[Stored data]
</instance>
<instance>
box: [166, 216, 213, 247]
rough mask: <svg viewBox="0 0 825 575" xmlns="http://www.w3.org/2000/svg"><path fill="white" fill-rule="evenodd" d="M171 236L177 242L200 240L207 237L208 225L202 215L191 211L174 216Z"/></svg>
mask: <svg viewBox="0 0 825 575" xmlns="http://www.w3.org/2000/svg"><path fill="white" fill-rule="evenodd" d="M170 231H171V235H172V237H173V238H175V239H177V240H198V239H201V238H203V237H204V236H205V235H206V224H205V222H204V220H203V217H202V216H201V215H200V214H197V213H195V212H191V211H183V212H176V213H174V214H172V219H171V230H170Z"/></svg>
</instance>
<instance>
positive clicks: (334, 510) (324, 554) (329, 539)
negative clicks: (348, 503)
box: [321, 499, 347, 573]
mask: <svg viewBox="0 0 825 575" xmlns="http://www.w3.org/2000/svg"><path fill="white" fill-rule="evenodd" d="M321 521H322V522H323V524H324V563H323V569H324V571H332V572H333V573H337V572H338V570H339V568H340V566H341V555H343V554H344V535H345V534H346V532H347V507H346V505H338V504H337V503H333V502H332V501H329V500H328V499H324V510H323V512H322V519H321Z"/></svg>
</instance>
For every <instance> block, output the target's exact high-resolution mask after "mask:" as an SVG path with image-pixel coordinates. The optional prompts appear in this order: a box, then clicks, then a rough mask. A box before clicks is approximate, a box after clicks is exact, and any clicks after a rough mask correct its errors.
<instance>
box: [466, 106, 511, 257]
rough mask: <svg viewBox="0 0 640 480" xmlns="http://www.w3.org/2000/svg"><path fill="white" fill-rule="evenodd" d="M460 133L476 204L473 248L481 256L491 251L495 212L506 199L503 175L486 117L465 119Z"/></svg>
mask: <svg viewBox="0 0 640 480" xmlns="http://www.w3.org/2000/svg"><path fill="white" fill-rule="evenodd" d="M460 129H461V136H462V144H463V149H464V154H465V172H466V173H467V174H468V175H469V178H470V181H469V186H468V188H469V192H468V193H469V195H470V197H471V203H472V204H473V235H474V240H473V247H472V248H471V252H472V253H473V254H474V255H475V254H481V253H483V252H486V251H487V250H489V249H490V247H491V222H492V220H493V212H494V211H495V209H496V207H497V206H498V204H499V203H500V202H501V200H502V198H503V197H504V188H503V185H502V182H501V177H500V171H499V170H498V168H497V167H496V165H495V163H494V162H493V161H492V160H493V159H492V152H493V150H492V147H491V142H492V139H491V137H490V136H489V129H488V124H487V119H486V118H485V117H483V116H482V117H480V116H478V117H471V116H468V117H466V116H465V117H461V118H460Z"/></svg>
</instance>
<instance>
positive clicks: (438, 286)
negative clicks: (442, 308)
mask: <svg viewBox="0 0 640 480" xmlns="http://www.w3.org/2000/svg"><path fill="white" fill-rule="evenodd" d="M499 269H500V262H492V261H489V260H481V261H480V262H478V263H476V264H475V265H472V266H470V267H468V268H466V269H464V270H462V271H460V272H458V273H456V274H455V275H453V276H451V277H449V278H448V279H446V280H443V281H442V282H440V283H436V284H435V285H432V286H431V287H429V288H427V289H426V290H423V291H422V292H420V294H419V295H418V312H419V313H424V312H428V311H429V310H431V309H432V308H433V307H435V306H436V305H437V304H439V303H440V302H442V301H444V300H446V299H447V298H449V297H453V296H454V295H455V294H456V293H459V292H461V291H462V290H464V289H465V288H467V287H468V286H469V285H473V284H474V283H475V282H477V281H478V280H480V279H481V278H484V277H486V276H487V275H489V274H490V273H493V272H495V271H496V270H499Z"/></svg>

### WHAT YOU HAVE TO DO
List every line of the records that contains the word "negative", matching its case exactly.

### SOLUTION TO THE PROBLEM
negative clicks: (348, 503)
negative clicks: (442, 308)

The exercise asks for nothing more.